** begin **
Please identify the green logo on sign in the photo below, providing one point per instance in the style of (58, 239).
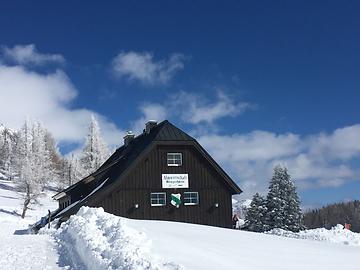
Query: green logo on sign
(175, 199)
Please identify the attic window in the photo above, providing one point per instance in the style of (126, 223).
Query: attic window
(174, 159)
(191, 198)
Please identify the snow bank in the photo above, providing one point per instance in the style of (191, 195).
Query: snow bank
(335, 235)
(93, 239)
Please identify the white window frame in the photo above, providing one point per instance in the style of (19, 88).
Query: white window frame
(157, 204)
(173, 159)
(191, 203)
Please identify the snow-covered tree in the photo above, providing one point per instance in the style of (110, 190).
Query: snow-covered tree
(256, 213)
(72, 171)
(33, 163)
(283, 209)
(7, 139)
(28, 181)
(95, 151)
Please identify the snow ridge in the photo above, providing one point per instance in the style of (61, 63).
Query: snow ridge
(337, 234)
(93, 239)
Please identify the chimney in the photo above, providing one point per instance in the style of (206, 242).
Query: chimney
(149, 125)
(129, 136)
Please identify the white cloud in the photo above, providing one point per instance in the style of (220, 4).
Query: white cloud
(28, 55)
(196, 109)
(48, 97)
(192, 109)
(141, 66)
(318, 160)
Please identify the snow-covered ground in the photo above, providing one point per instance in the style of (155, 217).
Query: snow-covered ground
(94, 239)
(19, 250)
(336, 235)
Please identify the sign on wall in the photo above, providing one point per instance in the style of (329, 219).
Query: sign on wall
(176, 200)
(175, 181)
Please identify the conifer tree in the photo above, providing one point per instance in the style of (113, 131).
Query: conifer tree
(255, 215)
(95, 151)
(283, 206)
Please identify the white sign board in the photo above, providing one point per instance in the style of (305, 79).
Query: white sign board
(175, 181)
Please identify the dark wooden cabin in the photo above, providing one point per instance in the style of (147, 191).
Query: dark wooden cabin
(162, 174)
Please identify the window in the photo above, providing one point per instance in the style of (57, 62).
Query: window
(191, 198)
(158, 199)
(174, 159)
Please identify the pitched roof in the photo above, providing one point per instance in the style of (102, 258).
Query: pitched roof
(124, 156)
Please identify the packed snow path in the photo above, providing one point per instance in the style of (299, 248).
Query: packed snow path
(105, 241)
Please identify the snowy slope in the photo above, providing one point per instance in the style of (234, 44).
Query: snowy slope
(96, 240)
(23, 251)
(104, 241)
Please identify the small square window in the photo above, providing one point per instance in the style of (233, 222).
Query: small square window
(174, 159)
(191, 198)
(158, 199)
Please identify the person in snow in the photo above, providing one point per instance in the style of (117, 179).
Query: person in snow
(235, 221)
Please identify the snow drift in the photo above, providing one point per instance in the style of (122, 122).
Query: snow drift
(93, 239)
(335, 235)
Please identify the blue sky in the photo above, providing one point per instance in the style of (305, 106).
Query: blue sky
(256, 82)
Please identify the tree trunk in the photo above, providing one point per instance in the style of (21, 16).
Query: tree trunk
(25, 207)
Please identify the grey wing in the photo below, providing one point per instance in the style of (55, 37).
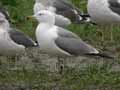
** end **
| What the task requires |
Gather every line of the listing above that contains the string "square", matching case exactly.

| Correct response |
Please identify the small square window in the photo above, providing one point per instance in the style of (233, 222).
Query: small square window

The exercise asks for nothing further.